> Problem to solve
Copy every one of the records below word for word, leaving the pictures out.
>> BEGIN Data shown
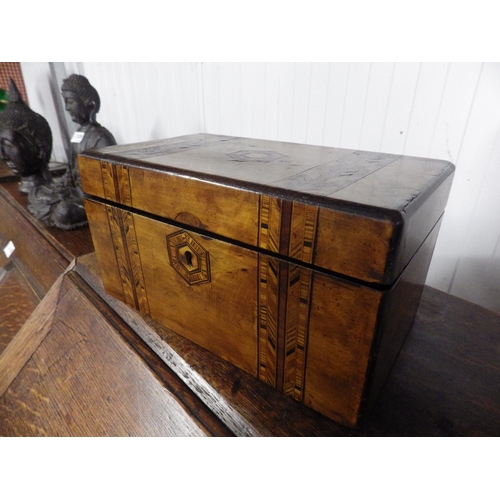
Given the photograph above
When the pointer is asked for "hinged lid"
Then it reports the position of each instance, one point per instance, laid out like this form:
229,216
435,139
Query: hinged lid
356,213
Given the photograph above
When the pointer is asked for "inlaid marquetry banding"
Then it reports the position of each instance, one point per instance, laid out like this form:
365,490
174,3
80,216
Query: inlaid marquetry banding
>> END Data shown
> Response
Given the photograph above
When the pointer is asked for "hinged lid"
Then it reports the position of each instance, one point per instance, laid out like this form:
229,216
435,139
Query: hinged lid
356,213
Given the photograph above
When the pointer is asked for "inlaid marquetry banding"
Then it reports the position of each instance, one point per instance, laid out like this form:
365,490
174,3
80,216
Query: inlaid marquetry banding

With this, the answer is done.